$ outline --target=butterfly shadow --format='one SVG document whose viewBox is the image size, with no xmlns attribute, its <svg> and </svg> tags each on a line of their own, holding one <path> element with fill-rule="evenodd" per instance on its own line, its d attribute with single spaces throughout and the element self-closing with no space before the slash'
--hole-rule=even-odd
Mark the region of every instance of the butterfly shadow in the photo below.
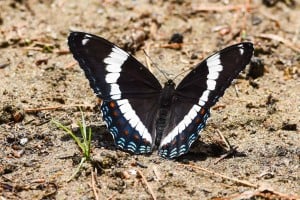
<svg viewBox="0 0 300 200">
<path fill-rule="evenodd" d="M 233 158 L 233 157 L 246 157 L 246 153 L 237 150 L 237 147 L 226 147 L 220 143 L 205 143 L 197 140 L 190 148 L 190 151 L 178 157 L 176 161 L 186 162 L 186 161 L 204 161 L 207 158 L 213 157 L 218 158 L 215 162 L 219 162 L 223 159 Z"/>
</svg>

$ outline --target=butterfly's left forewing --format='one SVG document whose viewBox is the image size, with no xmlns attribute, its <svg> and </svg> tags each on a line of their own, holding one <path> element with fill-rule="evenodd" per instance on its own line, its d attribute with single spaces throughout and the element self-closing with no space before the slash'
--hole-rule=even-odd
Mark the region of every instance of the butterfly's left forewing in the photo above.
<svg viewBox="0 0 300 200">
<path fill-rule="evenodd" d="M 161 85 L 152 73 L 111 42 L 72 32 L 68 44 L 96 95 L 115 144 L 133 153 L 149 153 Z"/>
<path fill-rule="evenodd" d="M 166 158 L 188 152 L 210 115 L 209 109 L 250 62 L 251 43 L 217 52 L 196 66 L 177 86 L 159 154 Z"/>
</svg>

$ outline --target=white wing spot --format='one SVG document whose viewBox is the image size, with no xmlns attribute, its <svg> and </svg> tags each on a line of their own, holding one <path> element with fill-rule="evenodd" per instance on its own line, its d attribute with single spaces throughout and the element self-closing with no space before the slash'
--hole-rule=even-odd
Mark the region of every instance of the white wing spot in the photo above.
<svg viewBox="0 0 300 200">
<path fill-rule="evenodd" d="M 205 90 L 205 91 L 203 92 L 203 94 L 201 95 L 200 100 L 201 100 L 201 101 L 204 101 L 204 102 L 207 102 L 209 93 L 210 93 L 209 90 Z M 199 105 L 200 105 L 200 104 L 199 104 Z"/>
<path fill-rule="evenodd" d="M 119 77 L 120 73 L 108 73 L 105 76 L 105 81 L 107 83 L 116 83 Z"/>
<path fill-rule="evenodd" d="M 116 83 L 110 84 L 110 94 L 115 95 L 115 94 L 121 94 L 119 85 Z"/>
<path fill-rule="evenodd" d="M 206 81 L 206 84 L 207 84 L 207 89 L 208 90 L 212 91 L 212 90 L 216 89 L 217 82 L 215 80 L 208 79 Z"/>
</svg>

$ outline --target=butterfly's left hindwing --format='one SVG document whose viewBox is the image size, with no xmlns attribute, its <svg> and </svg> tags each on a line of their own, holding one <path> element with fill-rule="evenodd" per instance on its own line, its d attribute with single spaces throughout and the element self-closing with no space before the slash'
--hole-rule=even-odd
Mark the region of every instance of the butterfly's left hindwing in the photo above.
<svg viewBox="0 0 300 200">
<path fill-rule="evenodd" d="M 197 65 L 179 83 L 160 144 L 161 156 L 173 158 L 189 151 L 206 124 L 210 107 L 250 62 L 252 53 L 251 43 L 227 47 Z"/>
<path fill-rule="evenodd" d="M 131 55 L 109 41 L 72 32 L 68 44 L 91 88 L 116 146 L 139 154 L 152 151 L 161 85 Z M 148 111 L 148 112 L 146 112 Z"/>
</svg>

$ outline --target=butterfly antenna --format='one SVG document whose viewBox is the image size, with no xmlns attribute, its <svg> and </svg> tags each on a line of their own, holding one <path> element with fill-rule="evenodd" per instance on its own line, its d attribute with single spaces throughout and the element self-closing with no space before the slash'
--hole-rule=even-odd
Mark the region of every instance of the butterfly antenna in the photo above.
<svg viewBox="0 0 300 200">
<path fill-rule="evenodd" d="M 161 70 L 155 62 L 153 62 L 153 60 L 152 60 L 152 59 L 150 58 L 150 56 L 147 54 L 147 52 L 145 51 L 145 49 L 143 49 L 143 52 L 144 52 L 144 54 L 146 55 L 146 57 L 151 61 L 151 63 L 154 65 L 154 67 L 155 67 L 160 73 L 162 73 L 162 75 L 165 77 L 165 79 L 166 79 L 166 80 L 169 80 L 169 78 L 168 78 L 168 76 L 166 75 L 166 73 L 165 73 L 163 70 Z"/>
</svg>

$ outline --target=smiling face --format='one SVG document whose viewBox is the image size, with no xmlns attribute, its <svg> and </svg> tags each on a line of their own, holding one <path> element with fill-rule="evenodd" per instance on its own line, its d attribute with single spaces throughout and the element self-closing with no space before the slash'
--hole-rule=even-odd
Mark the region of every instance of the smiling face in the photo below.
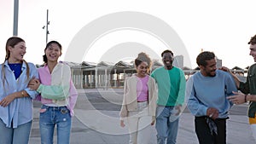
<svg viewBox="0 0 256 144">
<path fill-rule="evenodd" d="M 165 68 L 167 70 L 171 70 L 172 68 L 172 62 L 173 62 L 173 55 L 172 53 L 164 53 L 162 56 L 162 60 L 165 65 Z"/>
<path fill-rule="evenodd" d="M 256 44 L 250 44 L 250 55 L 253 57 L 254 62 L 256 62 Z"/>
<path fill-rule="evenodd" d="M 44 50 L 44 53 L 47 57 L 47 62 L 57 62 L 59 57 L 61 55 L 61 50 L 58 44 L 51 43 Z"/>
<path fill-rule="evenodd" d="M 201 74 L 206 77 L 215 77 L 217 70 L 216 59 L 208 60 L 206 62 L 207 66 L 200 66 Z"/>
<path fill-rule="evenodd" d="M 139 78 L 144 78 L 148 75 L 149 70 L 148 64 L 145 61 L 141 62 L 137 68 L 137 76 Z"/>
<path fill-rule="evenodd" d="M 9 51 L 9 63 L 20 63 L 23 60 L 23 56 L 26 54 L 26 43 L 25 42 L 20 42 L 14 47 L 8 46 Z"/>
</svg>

+++

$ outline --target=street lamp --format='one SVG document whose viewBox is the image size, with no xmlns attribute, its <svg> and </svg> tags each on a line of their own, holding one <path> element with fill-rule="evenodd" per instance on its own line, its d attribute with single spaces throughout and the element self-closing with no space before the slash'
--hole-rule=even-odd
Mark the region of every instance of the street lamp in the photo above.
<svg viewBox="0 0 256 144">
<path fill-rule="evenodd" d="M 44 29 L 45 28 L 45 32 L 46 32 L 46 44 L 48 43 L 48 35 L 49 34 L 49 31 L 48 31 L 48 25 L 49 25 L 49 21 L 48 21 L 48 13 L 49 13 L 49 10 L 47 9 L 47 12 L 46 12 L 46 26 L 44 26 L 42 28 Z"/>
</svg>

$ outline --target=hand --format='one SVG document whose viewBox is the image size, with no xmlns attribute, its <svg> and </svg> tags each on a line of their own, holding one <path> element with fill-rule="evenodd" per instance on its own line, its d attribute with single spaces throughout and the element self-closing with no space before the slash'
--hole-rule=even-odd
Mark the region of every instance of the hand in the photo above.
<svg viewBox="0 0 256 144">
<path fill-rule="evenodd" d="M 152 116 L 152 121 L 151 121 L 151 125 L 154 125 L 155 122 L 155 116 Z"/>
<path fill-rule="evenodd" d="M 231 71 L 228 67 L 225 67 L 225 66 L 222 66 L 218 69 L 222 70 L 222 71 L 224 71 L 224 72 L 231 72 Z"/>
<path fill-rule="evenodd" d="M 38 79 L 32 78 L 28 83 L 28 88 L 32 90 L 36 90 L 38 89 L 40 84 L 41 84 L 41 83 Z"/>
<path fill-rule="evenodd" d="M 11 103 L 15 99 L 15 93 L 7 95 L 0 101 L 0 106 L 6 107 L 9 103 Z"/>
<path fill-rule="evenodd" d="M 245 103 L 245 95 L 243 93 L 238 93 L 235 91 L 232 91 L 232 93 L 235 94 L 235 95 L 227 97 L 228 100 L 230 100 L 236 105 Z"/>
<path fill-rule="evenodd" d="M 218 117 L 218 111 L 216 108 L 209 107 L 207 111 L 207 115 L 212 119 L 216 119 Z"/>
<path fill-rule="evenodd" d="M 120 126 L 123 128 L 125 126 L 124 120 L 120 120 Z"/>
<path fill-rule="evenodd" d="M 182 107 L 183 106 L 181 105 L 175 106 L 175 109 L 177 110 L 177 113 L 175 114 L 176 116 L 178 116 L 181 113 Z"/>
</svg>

+++

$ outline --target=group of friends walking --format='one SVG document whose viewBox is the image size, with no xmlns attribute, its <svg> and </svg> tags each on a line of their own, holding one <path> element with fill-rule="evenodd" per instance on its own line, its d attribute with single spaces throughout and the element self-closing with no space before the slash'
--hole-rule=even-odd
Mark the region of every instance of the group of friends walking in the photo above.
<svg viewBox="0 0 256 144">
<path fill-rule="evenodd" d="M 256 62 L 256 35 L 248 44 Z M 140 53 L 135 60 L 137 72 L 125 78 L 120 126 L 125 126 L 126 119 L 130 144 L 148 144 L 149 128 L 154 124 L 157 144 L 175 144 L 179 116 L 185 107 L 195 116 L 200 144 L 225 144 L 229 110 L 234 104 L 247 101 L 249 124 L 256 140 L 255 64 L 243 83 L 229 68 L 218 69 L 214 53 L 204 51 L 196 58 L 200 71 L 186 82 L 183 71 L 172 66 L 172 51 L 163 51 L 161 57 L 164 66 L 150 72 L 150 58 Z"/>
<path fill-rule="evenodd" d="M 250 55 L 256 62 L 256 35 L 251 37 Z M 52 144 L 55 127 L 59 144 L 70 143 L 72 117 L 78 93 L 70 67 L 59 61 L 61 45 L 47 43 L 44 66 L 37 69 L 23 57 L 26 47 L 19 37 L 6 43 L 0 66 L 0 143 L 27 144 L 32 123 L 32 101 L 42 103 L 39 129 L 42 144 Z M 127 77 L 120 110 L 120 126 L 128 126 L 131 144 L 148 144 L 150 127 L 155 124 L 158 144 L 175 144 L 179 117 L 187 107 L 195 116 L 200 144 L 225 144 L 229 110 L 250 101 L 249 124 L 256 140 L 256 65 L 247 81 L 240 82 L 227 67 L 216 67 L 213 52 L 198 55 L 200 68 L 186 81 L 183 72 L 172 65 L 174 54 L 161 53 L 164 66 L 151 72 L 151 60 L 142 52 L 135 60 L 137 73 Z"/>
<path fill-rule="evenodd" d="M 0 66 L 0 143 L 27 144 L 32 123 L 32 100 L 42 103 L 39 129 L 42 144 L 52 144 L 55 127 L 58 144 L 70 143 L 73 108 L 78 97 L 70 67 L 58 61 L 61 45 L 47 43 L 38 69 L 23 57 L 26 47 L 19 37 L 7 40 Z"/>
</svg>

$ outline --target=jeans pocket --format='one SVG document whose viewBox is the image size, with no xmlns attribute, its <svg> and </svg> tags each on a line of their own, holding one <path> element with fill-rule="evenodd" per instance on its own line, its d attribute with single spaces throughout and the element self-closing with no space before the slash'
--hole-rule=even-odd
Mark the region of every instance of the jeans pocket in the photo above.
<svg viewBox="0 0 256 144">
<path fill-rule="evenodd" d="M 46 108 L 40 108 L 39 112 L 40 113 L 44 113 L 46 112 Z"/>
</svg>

+++

Output the records in the stretch from the line containing "outline --target=group of" through the line containing "256 35 L 248" as a two-column CSV with the header input,output. Give one row per record, with each field in quotation marks and line breaks replaced by spaces.

◆ Correct response ◆
input,output
"$ outline --target=group of friends walking --format='one SVG document whose viewBox is the image size, with no xmlns attribute, its <svg> and </svg> tags each on a line of their own, holding one <path> element with fill-rule=""evenodd"" per instance on its own line, its d attribute with single spaces throughout and the element self-closing with no space before the slash' --hole-rule=even-odd Mark the region of every instance of the group of friends walking in the photo above.","<svg viewBox=""0 0 256 144""> <path fill-rule=""evenodd"" d=""M 256 62 L 256 35 L 248 44 Z M 140 53 L 135 60 L 137 72 L 125 78 L 120 126 L 125 126 L 126 119 L 130 144 L 148 144 L 149 128 L 154 124 L 157 144 L 175 144 L 179 116 L 185 107 L 195 116 L 200 144 L 225 144 L 229 110 L 234 104 L 247 101 L 249 124 L 256 140 L 255 64 L 243 83 L 229 68 L 218 69 L 214 53 L 204 51 L 196 58 L 200 71 L 186 82 L 183 71 L 172 66 L 172 51 L 163 51 L 161 57 L 164 66 L 150 72 L 150 58 Z""/>"